> [Study text]
◇ ◇ ◇ ◇

Throughout human civilizations, religious thoughts and ideas permeate, directly or indirectly, all aspects of human lives (education, law, politics, government, ethics, medicine, economics and business, music and drama, architecture, language, etc.). In spite of the Enlightenment, and despite the secularisation of Western societies, around 86% of the world’s population are religious adherents. Hence, religion and religious beliefs remain a formidable force in the public square.
Given that religion, arguably, remains a force for good and evil, the need for pupils to engage with religious and nonreligious worldviews critically, rationally and cognitively cannot be overemphasised. Religious Studies (RS) at Holyport College is, therefore, premised on the need for students to acquire critical, rational, and cognitive understanding of religion rather than seeking to nurture pupils in a specific faith tradition.
Through the deployment of epistemic egalitarianism and epistemic neutrality in the presentation of competing metaphysical truth-claims, that are neither verifiable nor falsifiable, students are challenged to approach worldviews and truth-claims critically, rationally, and cognitively. In doing so, Religious Studies at Holyport College not only aims to develop pupils’ critical thinking and analytical skills, but also seeks to sharpen their investigative, problem solving, debating and essay-writing skills. These enable them to become rationally autonomous individuals who are capable of pursuing their own conception of the good requisite for human flourishing in ordered societies.

◇ ◇ ◇ ◇

> [The data]
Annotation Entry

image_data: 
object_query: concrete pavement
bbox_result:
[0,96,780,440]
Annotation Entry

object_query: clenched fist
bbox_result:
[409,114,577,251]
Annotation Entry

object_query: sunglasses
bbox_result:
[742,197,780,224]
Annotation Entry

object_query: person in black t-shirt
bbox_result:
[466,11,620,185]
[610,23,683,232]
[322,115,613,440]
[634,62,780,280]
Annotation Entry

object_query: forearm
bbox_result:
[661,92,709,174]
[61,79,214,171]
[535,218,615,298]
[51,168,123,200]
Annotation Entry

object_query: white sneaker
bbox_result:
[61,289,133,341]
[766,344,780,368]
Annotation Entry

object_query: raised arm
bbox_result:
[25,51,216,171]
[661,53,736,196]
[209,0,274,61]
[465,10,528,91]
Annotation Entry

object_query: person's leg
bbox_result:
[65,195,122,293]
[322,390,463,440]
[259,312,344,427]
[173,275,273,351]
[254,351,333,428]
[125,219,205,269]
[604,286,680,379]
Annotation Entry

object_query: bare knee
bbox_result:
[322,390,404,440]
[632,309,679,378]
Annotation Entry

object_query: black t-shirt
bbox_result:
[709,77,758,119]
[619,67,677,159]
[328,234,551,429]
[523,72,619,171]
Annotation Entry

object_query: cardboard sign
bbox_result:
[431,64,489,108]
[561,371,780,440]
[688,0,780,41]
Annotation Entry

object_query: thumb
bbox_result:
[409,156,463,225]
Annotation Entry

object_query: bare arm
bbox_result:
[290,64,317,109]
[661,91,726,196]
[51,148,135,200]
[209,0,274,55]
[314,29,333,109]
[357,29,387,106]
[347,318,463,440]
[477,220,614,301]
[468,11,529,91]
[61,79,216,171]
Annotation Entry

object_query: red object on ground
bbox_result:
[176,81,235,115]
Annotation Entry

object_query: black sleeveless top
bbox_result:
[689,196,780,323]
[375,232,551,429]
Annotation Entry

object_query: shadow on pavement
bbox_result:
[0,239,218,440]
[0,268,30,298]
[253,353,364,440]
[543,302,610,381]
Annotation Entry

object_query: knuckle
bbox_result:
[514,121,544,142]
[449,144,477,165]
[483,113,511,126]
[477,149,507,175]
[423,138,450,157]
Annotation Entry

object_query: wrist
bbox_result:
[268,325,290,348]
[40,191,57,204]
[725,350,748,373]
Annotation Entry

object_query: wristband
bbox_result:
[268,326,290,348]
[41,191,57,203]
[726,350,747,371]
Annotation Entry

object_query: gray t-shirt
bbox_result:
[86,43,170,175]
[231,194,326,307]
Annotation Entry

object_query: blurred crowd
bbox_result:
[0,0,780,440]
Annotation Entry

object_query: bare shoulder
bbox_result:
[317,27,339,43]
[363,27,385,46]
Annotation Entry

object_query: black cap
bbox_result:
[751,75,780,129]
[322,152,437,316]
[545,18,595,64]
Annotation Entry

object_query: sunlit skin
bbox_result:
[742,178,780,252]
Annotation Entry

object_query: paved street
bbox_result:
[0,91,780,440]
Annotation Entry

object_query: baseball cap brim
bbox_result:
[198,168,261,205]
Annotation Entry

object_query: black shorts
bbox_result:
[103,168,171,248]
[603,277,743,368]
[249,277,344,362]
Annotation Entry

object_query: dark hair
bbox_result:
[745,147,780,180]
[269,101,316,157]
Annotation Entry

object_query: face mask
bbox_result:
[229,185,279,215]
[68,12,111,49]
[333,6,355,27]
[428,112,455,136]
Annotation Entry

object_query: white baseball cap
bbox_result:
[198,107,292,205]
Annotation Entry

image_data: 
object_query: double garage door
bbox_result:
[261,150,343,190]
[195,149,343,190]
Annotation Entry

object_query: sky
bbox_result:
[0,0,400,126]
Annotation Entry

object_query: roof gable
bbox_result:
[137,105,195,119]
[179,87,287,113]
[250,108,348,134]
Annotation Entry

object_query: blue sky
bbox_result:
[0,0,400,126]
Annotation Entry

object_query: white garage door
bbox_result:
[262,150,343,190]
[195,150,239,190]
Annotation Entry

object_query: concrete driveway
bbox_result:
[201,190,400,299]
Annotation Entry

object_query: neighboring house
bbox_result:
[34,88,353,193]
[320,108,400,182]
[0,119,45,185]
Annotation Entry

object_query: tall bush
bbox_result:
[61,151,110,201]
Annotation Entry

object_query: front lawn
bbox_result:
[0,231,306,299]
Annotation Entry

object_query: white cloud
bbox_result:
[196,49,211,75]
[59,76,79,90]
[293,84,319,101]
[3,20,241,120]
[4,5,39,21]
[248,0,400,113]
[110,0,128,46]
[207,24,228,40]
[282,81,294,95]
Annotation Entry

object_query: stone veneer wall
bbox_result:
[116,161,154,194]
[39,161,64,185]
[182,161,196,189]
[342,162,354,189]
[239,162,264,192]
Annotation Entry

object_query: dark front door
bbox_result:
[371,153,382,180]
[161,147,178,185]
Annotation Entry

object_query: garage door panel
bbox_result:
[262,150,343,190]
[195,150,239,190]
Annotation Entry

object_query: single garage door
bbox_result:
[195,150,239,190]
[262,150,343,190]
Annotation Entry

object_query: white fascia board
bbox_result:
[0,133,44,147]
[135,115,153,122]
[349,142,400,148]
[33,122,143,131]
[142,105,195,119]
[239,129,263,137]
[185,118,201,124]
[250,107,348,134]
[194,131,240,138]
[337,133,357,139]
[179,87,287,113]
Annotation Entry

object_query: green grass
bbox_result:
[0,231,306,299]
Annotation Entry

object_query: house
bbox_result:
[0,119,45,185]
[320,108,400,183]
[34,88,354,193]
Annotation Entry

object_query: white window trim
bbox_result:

◇ ◇ ◇ ◇

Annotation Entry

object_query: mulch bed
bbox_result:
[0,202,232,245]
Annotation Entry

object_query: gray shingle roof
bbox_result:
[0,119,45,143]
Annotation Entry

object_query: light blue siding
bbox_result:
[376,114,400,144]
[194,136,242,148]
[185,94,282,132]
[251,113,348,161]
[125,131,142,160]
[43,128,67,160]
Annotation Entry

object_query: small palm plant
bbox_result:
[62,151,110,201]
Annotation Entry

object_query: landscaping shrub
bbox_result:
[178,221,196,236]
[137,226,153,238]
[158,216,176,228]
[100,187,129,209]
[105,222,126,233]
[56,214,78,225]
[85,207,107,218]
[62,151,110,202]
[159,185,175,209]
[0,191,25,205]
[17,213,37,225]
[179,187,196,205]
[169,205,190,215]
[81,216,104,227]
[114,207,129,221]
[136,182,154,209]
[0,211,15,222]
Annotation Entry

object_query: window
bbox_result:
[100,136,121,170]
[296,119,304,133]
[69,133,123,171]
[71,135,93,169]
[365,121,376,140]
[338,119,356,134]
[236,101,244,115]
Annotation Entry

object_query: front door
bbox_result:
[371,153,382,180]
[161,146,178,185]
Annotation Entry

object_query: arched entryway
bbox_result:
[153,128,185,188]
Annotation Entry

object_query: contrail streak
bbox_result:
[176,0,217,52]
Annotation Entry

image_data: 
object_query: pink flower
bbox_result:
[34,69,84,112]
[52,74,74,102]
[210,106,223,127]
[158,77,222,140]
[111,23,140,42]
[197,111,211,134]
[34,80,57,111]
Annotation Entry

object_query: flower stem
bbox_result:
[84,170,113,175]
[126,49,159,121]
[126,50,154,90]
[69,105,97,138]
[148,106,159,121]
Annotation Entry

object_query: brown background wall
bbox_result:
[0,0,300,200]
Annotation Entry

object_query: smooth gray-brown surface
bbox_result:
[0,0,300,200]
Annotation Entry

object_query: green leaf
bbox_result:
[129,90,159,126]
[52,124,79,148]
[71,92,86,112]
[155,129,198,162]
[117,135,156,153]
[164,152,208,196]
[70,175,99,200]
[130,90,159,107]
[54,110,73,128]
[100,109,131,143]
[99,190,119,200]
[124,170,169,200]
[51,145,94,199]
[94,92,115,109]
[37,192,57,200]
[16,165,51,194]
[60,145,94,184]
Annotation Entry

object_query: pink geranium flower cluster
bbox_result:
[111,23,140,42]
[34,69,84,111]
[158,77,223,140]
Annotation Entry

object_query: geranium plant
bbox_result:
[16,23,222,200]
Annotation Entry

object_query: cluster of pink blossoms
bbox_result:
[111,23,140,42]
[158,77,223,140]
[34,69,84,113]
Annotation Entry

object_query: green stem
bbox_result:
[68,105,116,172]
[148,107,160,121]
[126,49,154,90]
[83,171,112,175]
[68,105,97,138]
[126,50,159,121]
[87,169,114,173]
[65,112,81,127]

◇ ◇ ◇ ◇

> [Work instruction] List the skills that, according to the Religious Studies text, the subject "seeks to sharpen" in pupils. The data on this page come from a separate source and are unrelated to the text about Religious Studies.

> [Solution to the exercise]
- Investigative skills
- Problem solving skills
- Debating skills
- Essay-writing skills